= Work instructions =
Convert these lines into a JSON list of strings, one string per line, skipping any blank lines and leaving the pictures out.

Region labeling records:
####

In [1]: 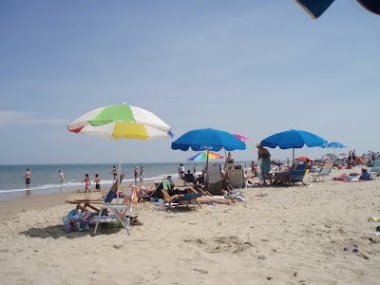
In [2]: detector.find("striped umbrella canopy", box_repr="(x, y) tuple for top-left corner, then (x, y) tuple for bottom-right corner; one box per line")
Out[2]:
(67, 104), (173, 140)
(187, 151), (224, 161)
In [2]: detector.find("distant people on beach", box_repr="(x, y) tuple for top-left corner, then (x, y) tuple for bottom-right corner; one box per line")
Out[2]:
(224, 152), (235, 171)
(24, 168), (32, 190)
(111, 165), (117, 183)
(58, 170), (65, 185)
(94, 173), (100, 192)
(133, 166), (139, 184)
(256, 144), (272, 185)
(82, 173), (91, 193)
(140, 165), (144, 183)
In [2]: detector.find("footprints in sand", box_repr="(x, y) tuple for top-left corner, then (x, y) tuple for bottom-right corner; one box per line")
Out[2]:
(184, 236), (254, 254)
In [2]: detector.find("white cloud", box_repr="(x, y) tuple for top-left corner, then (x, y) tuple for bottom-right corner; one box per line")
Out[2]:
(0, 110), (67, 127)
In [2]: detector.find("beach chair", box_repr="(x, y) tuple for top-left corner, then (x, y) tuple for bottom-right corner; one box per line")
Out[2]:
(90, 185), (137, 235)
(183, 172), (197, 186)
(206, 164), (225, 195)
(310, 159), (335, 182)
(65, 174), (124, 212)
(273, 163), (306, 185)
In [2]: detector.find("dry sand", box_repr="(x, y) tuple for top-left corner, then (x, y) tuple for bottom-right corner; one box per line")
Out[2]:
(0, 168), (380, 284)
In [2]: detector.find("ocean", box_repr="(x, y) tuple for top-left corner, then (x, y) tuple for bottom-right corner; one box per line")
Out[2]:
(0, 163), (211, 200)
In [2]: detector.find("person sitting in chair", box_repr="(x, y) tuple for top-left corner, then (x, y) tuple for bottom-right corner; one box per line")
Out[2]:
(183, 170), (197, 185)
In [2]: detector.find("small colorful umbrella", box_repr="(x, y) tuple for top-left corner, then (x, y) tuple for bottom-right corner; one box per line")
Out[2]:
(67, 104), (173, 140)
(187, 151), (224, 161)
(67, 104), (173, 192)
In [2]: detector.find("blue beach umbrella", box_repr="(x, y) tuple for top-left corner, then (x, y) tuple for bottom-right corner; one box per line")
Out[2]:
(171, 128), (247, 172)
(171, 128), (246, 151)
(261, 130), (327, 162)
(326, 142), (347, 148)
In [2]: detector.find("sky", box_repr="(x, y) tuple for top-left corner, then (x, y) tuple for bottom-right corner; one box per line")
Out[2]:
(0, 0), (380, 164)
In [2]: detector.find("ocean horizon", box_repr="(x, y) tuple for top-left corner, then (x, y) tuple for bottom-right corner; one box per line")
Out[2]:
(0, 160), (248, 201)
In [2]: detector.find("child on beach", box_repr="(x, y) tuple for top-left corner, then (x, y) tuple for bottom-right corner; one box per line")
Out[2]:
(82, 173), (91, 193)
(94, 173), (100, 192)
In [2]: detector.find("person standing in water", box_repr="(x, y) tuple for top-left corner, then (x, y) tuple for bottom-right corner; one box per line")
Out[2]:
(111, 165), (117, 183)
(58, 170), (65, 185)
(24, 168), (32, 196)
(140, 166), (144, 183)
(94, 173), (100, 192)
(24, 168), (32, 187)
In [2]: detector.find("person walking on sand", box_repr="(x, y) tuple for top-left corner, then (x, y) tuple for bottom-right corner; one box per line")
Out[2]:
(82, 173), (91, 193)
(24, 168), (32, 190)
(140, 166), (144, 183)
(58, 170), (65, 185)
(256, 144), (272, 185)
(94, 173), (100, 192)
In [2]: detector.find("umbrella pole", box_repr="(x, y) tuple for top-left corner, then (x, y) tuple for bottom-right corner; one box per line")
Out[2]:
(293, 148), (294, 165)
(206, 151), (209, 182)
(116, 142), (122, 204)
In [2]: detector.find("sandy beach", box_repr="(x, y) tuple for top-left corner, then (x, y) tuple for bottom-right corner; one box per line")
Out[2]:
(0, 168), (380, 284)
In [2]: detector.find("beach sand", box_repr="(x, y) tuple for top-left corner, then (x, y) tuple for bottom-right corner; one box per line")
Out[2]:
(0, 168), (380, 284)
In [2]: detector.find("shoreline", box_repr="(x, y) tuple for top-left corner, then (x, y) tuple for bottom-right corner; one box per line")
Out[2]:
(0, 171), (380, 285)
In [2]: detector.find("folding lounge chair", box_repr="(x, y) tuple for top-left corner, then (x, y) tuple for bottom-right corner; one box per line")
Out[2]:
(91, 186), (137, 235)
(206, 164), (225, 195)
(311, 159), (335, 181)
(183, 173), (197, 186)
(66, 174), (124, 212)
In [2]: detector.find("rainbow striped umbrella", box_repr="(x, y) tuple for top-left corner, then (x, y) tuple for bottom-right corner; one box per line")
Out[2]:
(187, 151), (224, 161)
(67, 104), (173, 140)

####

= The result =
[
  "In [1]: ",
  "In [2]: detector.find(\"striped umbrella canopy\", box_repr=\"(x, y) tuple for top-left corner, then (x, y) tuple for bottom-right corner; one box per line\")",
  "Out[2]:",
  "(67, 104), (173, 140)",
  "(187, 151), (224, 161)",
  "In [2]: detector.find(\"distant people on beach\", box_repr=\"(x, y) tuple for top-left corner, then (x, y) tuple for bottom-right corner; one box per line\")",
  "Out[2]:",
  "(224, 152), (235, 171)",
  "(24, 168), (32, 190)",
  "(111, 165), (117, 183)",
  "(58, 170), (65, 185)",
  "(94, 173), (100, 192)",
  "(133, 166), (139, 184)",
  "(256, 144), (272, 185)",
  "(82, 173), (91, 193)",
  "(140, 165), (144, 183)",
  "In [2]: detector.find(\"footprints in sand\", box_repr=\"(x, y) tuple for top-left corner, then (x, y) tuple for bottom-right corner; one box per line\")",
  "Out[2]:",
  "(184, 236), (254, 254)",
  "In [2]: detector.find(\"white cloud\", box_repr=\"(x, y) tuple for top-left corner, then (x, y) tuple for bottom-right corner; one box per line\")",
  "Out[2]:",
  "(0, 110), (67, 127)",
  "In [2]: detector.find(\"beach chair\", box_repr=\"(x, y) tuple for top-left corner, then (x, y) tuple for bottom-right corner; one box per line\")",
  "Out[2]:",
  "(90, 185), (137, 235)",
  "(183, 172), (197, 186)",
  "(206, 164), (225, 195)",
  "(310, 159), (335, 182)",
  "(65, 174), (124, 212)",
  "(273, 163), (306, 185)",
  "In [2]: detector.find(\"dry sand\", box_repr=\"(x, y) tuple for top-left corner, then (x, y) tuple for bottom-right corner; one box per line\")",
  "Out[2]:",
  "(0, 168), (380, 284)",
  "In [2]: detector.find(\"ocean\", box_repr=\"(x, y) tuple for top-left corner, then (x, y) tuple for bottom-right corner; one box per line\")",
  "Out[2]:",
  "(0, 163), (211, 200)",
  "In [2]: detector.find(\"person sitting in chair\", box_repr=\"(x, y) tuple for top-left corner, then (x, y) tuple for bottom-right corner; one box per line\")",
  "Out[2]:",
  "(183, 170), (197, 185)",
  "In [2]: detector.find(\"small colorful umbrella\", box_repr=\"(x, y) tuple for top-left corner, then (x, y) tuple for bottom-right corner; one box per line\")",
  "Out[2]:",
  "(67, 104), (173, 140)",
  "(187, 151), (224, 161)",
  "(67, 104), (173, 192)",
  "In [2]: detector.find(\"blue beach umbrella\", box_repr=\"(x, y) tuple for top-left corner, then (x, y) tuple for bottom-right corner; one box per line\")",
  "Out[2]:",
  "(171, 128), (247, 172)",
  "(171, 128), (246, 151)",
  "(261, 130), (327, 162)",
  "(326, 142), (347, 148)",
  "In [2]: detector.find(\"sky\", box_repr=\"(x, y) tuple for top-left corner, then (x, y) tuple for bottom-right corner; one box per line\")",
  "Out[2]:",
  "(0, 0), (380, 164)",
  "In [2]: detector.find(\"ocean horizon\", box_repr=\"(x, y) tuple for top-left corner, then (x, y) tuple for bottom-right corner; one box per line\")",
  "Out[2]:",
  "(0, 160), (248, 201)",
  "In [2]: detector.find(\"child on beach\", box_repr=\"(x, y) tuple for top-left corner, then (x, y) tuple for bottom-right corner; one box per line\")",
  "Out[2]:",
  "(82, 173), (91, 193)",
  "(94, 173), (100, 192)",
  "In [2]: detector.find(\"person standing in water\", box_repr=\"(x, y) tuple for top-left corner, then (x, y) tuple for bottom-right corner; one box per line\")",
  "Out[2]:",
  "(111, 165), (117, 183)",
  "(58, 170), (65, 185)",
  "(24, 168), (32, 196)",
  "(140, 166), (144, 183)",
  "(94, 173), (100, 192)",
  "(24, 168), (32, 187)",
  "In [2]: detector.find(\"person walking on sand\", box_repr=\"(x, y) tuple for top-left corner, then (x, y) tuple for bottom-right corner; one box per line\")",
  "Out[2]:",
  "(82, 173), (91, 193)",
  "(24, 168), (32, 190)",
  "(140, 166), (144, 183)",
  "(58, 170), (65, 185)",
  "(256, 144), (272, 185)",
  "(94, 173), (100, 192)",
  "In [2]: detector.find(\"umbrella pole\", box_repr=\"(x, y) tuple for top-left corner, then (x, y) tuple for bottom-right corner; one box per line\")",
  "Out[2]:",
  "(293, 148), (294, 165)",
  "(206, 151), (209, 182)",
  "(116, 142), (122, 204)",
  "In [2]: detector.find(\"sandy beach\", box_repr=\"(x, y) tuple for top-left corner, then (x, y) tuple for bottom-right corner; one box per line\")",
  "Out[2]:",
  "(0, 168), (380, 284)",
  "In [2]: detector.find(\"beach sand\", box_repr=\"(x, y) tuple for top-left corner, then (x, y) tuple for bottom-right corner; one box per line\")",
  "Out[2]:",
  "(0, 168), (380, 284)",
  "In [2]: detector.find(\"shoreline\", box_repr=\"(x, y) tuple for top-left corner, then (x, y) tuple for bottom-right corner; one box per line\")",
  "Out[2]:",
  "(0, 171), (380, 285)",
  "In [2]: detector.find(\"folding lounge chair\", box_repr=\"(x, y) tuple for top-left corner, then (x, y) tuple for bottom-right corner; one box per line\")",
  "Out[2]:",
  "(91, 186), (137, 235)",
  "(206, 164), (225, 195)",
  "(311, 159), (335, 181)",
  "(183, 173), (197, 186)",
  "(66, 174), (124, 212)",
  "In [2]: detector.find(\"rainbow striped umbrella\", box_repr=\"(x, y) tuple for top-left corner, then (x, y) tuple for bottom-right corner; one box per line\")",
  "Out[2]:",
  "(187, 151), (224, 161)",
  "(67, 104), (173, 140)"
]